» **Exercise directions**: Copy the rows below, substituting "mark" for every occurrence of "indicate" and leaving everything else unchanged.

» **Entries shown**:
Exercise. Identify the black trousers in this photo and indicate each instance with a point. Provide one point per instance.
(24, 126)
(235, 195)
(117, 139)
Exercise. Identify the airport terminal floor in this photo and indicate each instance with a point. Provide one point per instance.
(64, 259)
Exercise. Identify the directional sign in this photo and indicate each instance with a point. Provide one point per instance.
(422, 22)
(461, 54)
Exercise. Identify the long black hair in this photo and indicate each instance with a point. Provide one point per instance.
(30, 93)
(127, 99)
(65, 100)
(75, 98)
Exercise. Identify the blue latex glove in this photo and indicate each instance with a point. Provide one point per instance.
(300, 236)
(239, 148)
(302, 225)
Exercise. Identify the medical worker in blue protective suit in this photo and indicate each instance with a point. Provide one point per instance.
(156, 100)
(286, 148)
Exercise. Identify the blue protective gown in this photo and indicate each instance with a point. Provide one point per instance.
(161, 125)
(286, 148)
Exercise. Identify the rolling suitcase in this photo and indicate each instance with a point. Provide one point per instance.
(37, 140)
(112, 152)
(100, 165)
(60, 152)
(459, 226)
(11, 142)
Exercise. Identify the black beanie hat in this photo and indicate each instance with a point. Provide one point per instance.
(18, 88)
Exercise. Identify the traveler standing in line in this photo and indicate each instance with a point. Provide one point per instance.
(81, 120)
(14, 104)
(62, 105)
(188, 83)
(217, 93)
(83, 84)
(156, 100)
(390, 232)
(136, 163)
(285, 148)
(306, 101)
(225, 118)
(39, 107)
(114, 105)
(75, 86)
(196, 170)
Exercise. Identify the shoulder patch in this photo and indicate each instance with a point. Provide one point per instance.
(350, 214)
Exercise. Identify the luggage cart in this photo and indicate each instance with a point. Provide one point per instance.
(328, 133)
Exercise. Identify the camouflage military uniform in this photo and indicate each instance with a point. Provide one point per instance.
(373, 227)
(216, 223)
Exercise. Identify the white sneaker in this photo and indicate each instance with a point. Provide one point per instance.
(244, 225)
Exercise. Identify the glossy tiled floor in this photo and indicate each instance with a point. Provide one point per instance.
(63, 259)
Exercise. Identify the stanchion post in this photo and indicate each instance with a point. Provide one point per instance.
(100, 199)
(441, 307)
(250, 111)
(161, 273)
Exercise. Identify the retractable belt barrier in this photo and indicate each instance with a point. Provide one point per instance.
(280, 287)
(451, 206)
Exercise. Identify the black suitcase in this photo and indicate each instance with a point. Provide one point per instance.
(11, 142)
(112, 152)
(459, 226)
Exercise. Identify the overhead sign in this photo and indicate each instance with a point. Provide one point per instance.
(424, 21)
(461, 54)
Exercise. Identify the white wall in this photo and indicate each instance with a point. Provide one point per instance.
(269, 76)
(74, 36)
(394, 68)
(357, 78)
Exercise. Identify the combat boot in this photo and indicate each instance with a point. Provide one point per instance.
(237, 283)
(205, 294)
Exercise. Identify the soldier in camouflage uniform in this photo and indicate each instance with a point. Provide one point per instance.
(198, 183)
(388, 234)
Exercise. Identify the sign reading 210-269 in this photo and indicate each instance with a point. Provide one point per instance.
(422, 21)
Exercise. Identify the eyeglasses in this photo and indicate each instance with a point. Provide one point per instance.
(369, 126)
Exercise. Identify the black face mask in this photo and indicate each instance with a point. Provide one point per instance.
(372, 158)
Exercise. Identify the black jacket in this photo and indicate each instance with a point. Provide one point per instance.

» **Reply**:
Exercise. Identify the black trousers in this photo and mark each instance with a point. Provide one point per instance.
(24, 126)
(235, 195)
(117, 139)
Exercise. Identify the airport terminal floor in this photo and mark each instance with a point. Provide one point per instance.
(64, 259)
Exercise. Identify the directional sign in this photo and mark each instance with a point. Provide one point per instance.
(422, 22)
(461, 54)
Exercise. Identify the long black hair in this photo and mark each instance with a point. Provide one point per instance.
(30, 93)
(127, 99)
(65, 100)
(75, 98)
Exercise. Identify the blue latex glove in this photo and mark each instance with a point. Provide one point per instance.
(300, 236)
(239, 148)
(302, 225)
Exercise. Identify the medical worker in blue protective suit in this photo and mark each instance with a point. Provide one point per instance.
(156, 100)
(286, 148)
Exercise. Identify the blue protective gown in this photo and mark each instance with a point. Provide one point per instance.
(161, 125)
(286, 148)
Exercise. Identify the rolling suitcase in this photo and mark each instance with a point. Provide one point per instance.
(37, 140)
(112, 152)
(100, 165)
(60, 152)
(459, 226)
(11, 142)
Exercise. Identify the black beanie hat in this photo and mark each instance with a point. Provide one point per instance.
(18, 88)
Exercise. Identify the traveler standing in line in this photo and mark each instance with a point. Provide one point per instance.
(81, 120)
(14, 104)
(62, 105)
(188, 83)
(217, 93)
(83, 84)
(156, 100)
(390, 232)
(136, 163)
(285, 148)
(306, 101)
(225, 118)
(39, 107)
(114, 105)
(75, 86)
(196, 170)
Exercise. Identify the shoulder patch in this photo and mark each instance with a point. Provide one point per instance.
(350, 214)
Exercise. Identify the luggage cart in this photo and mark each instance with a point. Provide one point per instance.
(328, 133)
Exercise. Identify the camouflage military uniform in this photo and mark each instance with a point. Provide one point per instance.
(373, 227)
(216, 223)
Exercise. Identify the white sneaker in this photo and mark each instance with a point. Provide one point per instance.
(244, 225)
Exercise. Identify the glossy tiled floor in this photo and mark each instance with a point. Provide one point per instance.
(63, 259)
Exercise. Identify the stanchion post in this photo and mark each instance with a point. Provide one point per instance.
(100, 199)
(441, 307)
(250, 111)
(161, 273)
Exercise. Identify the retractable belt barrier in this photo and mark each instance with a point. Provide one point per instance.
(280, 287)
(451, 206)
Exercise. Identify the black suitcase in this photo and mark each instance with a point. Provide one point per instance.
(11, 142)
(112, 152)
(459, 226)
Exercise. Identify the overhead sign in this photo and mark each instance with a point. Provide one point per instance.
(424, 21)
(461, 54)
Exercise. Identify the white wall in this photo and mark each instance with a point. Provide one point per instance.
(269, 76)
(74, 36)
(394, 68)
(357, 78)
Exercise. Identify the combat boot in this photo and mark each instance with a point. Provide one point per instance.
(237, 283)
(205, 294)
Exercise. Identify the soldier in camouflage uniform in this photo and mark each instance with a point. Provide one point per instance.
(198, 183)
(388, 234)
Exercise. Identify the sign reading 210-269 in this photo and mark each instance with a point. Provide one point per instance.
(422, 21)
Exercise. Identify the eyeglasses in this photo and mark each instance with a point. Provide one point per instance.
(369, 126)
Exercise. Identify the black face mask in this photo and mark each instance with a point. Provide one point per instance.
(372, 158)
Exercise. Identify the black jacket in this photo and mark each instance with a point. Provide one point per instance.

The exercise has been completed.